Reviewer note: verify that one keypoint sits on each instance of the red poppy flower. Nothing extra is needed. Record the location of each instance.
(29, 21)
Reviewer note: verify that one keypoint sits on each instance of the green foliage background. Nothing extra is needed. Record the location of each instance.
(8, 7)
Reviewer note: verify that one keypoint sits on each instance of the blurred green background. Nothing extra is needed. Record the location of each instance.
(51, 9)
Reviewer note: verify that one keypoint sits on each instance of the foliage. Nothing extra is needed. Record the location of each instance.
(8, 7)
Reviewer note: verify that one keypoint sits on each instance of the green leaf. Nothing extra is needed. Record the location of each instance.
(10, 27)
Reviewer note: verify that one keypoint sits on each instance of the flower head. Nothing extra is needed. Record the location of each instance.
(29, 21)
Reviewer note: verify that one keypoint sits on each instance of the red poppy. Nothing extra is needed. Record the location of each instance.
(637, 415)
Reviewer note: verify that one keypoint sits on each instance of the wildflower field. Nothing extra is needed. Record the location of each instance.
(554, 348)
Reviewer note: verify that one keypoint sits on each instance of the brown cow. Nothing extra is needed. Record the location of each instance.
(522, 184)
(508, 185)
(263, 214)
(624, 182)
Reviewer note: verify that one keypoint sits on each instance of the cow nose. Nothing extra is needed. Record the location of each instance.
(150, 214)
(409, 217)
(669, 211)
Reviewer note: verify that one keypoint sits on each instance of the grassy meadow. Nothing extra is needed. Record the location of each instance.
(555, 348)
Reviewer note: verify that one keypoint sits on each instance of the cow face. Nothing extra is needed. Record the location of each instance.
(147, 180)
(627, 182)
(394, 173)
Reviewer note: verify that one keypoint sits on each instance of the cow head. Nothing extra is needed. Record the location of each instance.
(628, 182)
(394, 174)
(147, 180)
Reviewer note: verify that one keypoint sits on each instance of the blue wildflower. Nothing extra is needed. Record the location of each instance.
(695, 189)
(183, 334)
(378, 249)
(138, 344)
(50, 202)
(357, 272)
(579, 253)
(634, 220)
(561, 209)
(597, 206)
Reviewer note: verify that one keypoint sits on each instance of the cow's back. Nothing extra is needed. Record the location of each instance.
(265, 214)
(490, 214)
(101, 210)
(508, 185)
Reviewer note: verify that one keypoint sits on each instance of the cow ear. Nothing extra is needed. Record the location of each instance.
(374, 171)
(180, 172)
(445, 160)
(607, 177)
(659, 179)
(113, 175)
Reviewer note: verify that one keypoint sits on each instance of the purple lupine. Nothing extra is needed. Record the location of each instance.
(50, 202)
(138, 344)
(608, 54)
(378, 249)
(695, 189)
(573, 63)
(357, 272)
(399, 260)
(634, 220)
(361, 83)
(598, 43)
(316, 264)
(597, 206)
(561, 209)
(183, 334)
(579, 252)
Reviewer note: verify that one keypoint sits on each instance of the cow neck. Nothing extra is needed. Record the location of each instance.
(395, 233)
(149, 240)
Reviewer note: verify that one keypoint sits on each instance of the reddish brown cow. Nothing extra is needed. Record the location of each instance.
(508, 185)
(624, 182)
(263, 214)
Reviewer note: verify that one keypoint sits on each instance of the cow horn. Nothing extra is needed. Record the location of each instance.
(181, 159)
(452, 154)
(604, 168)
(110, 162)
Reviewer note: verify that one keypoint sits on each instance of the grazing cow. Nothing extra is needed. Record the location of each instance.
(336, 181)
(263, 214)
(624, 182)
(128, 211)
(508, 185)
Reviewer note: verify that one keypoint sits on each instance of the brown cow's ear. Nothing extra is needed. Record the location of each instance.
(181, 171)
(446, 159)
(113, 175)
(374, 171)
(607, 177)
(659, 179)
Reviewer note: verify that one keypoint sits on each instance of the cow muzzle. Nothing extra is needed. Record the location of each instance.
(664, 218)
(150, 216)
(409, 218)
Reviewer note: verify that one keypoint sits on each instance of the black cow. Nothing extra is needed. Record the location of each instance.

----------------------------------------

§ **STATED GOAL**:
From the records above, extract each line exactly as shown.

§ **REPLY TO THE EXERCISE**:
Reviewer note: verify that one keypoint sits on each instance of the red poppy flower. Nothing extra is needed. Record the location of each instance.
(29, 21)
Reviewer note: verify that one keypoint sits on each instance of the green foliage background. Nothing extra is needed. Record the location of each instance.
(8, 7)
Reviewer note: verify that one keypoint sits on each instance of the blurred green background. Nothing extra is needed. Record the location of each instance.
(51, 9)
Reviewer note: verify that one keypoint sits on each instance of the foliage. Nothing extra is needed. Record the location of each instance.
(8, 7)
Reviewer note: verify that one keypoint sits on each instance of the green leaf. Nothing extra is needed. Record the location of each instance.
(10, 27)
Reviewer note: verify that one keypoint sits on each instance of the flower head. Nothing extra is needed. Record the location of each instance.
(29, 21)
Reviewer note: verify that one keypoint sits on each instance of the red poppy. Nothing extra is needed. Record the location of each instance.
(637, 415)
Reviewer note: verify that one keypoint sits on each instance of the wildflower field. Nothing extra is needed. Record the location of each instance.
(554, 348)
Reviewer note: verify that one keypoint sits on each instance of the brown cow. Nothing extra is needed. Record the location of each instance.
(522, 184)
(508, 185)
(263, 214)
(624, 182)
Reviewer note: verify that one keypoint sits on each instance of the cow nose. Nothing extra is needed. Record the location of each instance.
(150, 214)
(409, 217)
(669, 211)
Reviewer note: verify that one keypoint sits on each instance of the grassy meadow. Nothing extra is needed. Record the location of each instance.
(555, 348)
Reviewer note: verify that one keypoint sits on each instance of the cow face. Nothing extra is needed. Record the location of each instance.
(147, 180)
(627, 182)
(394, 173)
Reviewer note: verify that one keypoint sits on each instance of the cow head. Nothing extra is needed. Record the location of each instance.
(628, 182)
(394, 174)
(147, 180)
Reviewer note: verify that one keypoint sits on each instance of the blue wildflower. Nothing extra is needed. Record the location of each instance.
(695, 189)
(183, 334)
(378, 249)
(138, 344)
(50, 202)
(357, 272)
(579, 253)
(634, 220)
(561, 209)
(597, 206)
Reviewer note: verify that one keypoint sits on each instance of the cow's back. Nothing extra is needed. Record the location of each instance.
(265, 214)
(490, 214)
(101, 210)
(508, 185)
Reviewer note: verify that one keypoint sits on each instance of the cow ear. Nothing extra is needed. Record the location of each instance.
(374, 171)
(180, 172)
(445, 160)
(607, 177)
(659, 179)
(113, 175)
Reviewer note: verify that one keypoint sits on each instance of the purple lupine. Nothing extra is needed. Record the location of each instance.
(50, 202)
(138, 344)
(608, 54)
(378, 249)
(695, 189)
(573, 63)
(357, 272)
(399, 260)
(634, 220)
(361, 83)
(598, 43)
(316, 264)
(597, 206)
(561, 209)
(183, 334)
(579, 252)
Reviewer note: verify that one keypoint sits on each instance of the cow neck. Nothing extra is needed. Record the location of each instance.
(395, 233)
(149, 240)
Reviewer note: verify that one keypoint sits on each instance of the reddish brown cow. Nothing extra is needed. Record the location of each instance.
(508, 185)
(624, 182)
(263, 214)
Reviewer note: verify that one keypoint sits on each instance of the cow horn. Nothing extra is needed. Record the location of each instance.
(181, 159)
(452, 154)
(604, 168)
(110, 162)
Reviewer note: verify that one keypoint sits on each instance of the grazing cow. Nothing extra is needed. Record the location of each instance.
(336, 181)
(263, 214)
(624, 182)
(128, 211)
(508, 185)
Reviewer note: verify that one keypoint sits on each instance of the brown cow's ear. Nothing extra is needed. Record the location of each instance.
(181, 171)
(446, 159)
(113, 175)
(374, 171)
(607, 177)
(659, 179)
Reviewer note: verify that one keypoint sits on each instance of the cow muzzle. Nothing extra is needed. Record the location of each instance.
(664, 218)
(150, 216)
(409, 218)
Reviewer note: verify that one keypoint sits on each instance of the black cow. Nothing extra is needed. Record the location of each instance.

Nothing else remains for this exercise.